------ Extrait cité

Chronique du temps qui passe (les 20 ans de notre cadette)

Notre seconde fille a eu 20 ans le 13 avril. Elle n’était pas avec nous mais à Reims, là où elle étudie les sciences politiques et s’épanouit depuis la rentrée 2023. Comme tous les ans, j’ai repensé à ce faire-part fait maison sur lequel j’avais inscrit, d’une écriture que je m’étais attachée à rendre la plus lisible possible, la phrase suivante: « Le front ceint de lilas et de glycine, Victoire est née à la vie le 13 du mois d’avril. » Cette année, sur la terrasse, la glycine était fidèle au rendez-vous. Ses grands bras enlaçant les canisses laissaient exploser des grappes odorantes. Les bourdons étaient nombreux à venir y recueillir le précieux nectar.

Le soir de ses vingt ans, notre fille a eu un gros passage à vide. Elle redoutait cette entrée dans cette deuxième décade. A minuit passé, c’est en larmes qu’elle a appelé sa soeur aînée qui a ouvert le bal voici dix-sept mois. Cette dernière s’est efforcée de consoler sa cadette avant de lui écrire ce texte si tendre et si profond: « Tu as eu peur hier, et je comprends. Tu as l’impression que 20 ans, c’est le début d’un tournant, que les années vont s’enchaîner à toute vitesse, qu’il faut déjà avoir tout compris, tout décidé, tout réussi. Mais 20 ans, ce n’est pas la fin de ton insouciance, c’est le tout début de ta liberté.
Tu n’as pas besoin d’avoir toutes les réponses, pas besoin de savoir exactement où tu vas ni comment y arriver. Tu as le droit d’hésiter, de changer d’avis, de prendre ton temps et je te promets que tu as en toi toutes les ressources pour en faire quelque chose de beau.
Avoir 20 ans, c’est être assez grande pour faire ses propres choix, mais encore assez jeune pour rêver sans limites. C’est le moment où tu commences à t’aimer un peu plus fort, à apprendre qui tu es vraiment, à te détacher de ce que les autres attendent pour construire ce que TOI tu veux vraiment.

------------
------ Données fournies

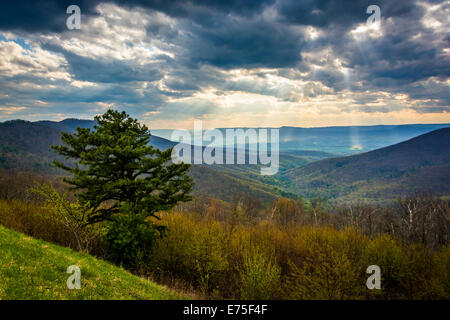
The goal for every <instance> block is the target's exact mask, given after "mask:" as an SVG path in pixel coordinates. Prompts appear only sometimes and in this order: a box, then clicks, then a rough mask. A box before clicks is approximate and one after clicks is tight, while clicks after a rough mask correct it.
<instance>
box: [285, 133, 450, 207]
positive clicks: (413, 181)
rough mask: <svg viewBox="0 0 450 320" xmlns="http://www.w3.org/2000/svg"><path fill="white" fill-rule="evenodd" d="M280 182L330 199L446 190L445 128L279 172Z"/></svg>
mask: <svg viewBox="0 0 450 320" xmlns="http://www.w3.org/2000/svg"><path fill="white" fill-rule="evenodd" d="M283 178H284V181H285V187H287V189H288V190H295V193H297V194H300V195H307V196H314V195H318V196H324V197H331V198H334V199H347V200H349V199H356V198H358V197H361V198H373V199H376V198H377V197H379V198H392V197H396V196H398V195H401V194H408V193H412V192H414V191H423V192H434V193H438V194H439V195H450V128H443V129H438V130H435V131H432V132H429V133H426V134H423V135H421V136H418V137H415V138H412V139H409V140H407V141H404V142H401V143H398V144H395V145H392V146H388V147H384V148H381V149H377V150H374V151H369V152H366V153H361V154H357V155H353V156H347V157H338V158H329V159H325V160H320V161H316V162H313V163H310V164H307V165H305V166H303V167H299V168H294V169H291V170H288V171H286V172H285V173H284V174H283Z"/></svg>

------------
------ Données fournies

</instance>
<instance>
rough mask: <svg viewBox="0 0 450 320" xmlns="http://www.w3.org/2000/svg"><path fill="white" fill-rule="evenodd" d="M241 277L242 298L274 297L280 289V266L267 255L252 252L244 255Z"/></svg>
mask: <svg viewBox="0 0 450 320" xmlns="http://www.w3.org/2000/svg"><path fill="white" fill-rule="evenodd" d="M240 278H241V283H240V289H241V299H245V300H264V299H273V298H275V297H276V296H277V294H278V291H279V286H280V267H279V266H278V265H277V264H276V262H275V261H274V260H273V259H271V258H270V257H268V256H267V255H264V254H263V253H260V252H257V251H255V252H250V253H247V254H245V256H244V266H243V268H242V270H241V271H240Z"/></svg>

------------

Tâche à réaliser A: Reproduisez le passage de la chronique qui commence par « Tu n’as pas » et se poursuit jusqu'à « chose de beau. ».
Tâche à réaliser B: D'après la chronique, dans quelle ville la cadette étudie-t-elle les sciences politiques ?

Réponse à la tâche A:
Tu n’as pas besoin d’avoir toutes les réponses, pas besoin de savoir exactement où tu vas ni comment y arriver. Tu as le droit d’hésiter, de changer d’avis, de prendre ton temps et je te promets que tu as en toi toutes les ressources pour en faire quelque chose de beau.

Réponse à la tâche B: À Reims.